◆ **Excerpted passage**
◇ ◇ ◇ ◇ ◇

# To use a mortgage broker or not to use a mortgage broker, that is the question



## cbyr1983 (27 Aug 2011)

As per title, simple really.


----------



## Stephen_Red (29 Aug 2011)

I am a mortgage broker and so am 100% biased but I'll give you my two cents worth,

Advantages of using a mortgage broker,

- broker can offer you wider range of options
- going direct restricts your options, both in terms of rates and criteria
- a broker can give you a better chance of getting a mortgage in the future if you cannot get one now. This can be done by keeping your application informal until ready. If declined directly by a bank, you could be forever on their unforgiving database.

◇ ◇ ◇ ◇ ◇

◆ **Short task a**
Do these statements agree with the mortgage broker thread? Answer yes or no for each, quoting the deciding words. (i) Stephen_Red says he works as a mortgage broker. (ii) Going direct to a bank widens your options. (iii) cbyr1983 posted on 29 Aug 2011.
The records have no connection to the mortgage broker thread.

◆ **Exercise inputs**
◇ ◇ ◇ ◇ ◇

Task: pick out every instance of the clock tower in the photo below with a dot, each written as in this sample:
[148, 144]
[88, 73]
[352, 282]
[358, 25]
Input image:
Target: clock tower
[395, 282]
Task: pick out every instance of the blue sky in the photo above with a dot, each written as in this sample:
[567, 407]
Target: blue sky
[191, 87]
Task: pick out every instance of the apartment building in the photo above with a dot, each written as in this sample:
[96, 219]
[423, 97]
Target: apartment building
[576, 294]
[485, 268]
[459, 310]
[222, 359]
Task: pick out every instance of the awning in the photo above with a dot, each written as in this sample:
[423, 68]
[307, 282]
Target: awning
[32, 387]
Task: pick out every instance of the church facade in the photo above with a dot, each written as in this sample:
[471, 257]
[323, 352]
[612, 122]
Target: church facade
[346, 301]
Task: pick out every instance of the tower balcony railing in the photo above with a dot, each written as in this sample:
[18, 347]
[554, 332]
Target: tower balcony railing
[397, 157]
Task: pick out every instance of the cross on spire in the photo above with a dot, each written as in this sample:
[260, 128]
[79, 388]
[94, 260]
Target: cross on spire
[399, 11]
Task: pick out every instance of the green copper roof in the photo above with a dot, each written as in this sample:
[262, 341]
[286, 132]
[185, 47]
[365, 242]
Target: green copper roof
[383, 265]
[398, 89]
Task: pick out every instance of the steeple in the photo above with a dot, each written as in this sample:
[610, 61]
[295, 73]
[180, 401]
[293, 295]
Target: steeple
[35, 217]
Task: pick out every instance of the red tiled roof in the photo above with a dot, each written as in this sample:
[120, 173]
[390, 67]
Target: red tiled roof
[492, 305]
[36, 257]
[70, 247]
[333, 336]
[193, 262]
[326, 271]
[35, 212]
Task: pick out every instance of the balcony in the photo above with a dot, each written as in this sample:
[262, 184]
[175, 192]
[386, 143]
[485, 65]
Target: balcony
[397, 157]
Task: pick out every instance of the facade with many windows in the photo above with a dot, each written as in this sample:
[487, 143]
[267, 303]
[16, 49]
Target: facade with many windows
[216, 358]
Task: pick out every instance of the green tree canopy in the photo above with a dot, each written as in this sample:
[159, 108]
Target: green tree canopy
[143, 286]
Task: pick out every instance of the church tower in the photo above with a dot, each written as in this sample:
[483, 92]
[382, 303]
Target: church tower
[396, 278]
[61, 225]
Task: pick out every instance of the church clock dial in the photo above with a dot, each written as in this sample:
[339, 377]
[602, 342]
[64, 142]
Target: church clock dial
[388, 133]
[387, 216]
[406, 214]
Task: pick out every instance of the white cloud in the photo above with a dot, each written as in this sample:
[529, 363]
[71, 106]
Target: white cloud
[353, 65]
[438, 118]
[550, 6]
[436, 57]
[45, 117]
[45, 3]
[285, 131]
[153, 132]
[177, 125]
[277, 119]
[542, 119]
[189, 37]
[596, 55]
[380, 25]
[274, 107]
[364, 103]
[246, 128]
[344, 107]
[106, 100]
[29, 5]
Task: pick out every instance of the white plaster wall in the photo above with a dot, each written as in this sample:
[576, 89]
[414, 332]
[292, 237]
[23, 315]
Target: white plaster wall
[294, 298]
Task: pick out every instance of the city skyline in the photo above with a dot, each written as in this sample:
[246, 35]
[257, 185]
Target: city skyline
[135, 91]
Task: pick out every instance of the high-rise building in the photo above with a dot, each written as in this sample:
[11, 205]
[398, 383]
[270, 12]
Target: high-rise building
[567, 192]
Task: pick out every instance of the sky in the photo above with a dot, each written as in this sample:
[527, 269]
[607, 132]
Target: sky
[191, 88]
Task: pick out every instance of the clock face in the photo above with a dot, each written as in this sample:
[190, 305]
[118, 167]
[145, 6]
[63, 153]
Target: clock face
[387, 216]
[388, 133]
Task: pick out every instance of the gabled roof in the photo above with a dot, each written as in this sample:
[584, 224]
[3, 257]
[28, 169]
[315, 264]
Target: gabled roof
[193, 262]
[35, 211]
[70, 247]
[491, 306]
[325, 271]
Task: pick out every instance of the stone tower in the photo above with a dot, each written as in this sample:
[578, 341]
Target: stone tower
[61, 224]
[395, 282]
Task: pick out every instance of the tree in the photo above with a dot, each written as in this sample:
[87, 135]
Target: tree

◇ ◇ ◇ ◇ ◇

◆ **Short task b**
Which lines of the records contain the string "rise"? Copy each such line in full, treating case as significant.

◆ **Written reply a**
(i) Yes: "I am a mortgage broker and so am 100% biased"
(ii) No: "going direct restricts your options, both in terms of rates and criteria"
(iii) No: "cbyr1983 (27 Aug 2011)"

◆ **Written reply b**
Task: pick out every instance of the high-rise building in the photo above with a dot, each written as in this sample:
Target: high-rise building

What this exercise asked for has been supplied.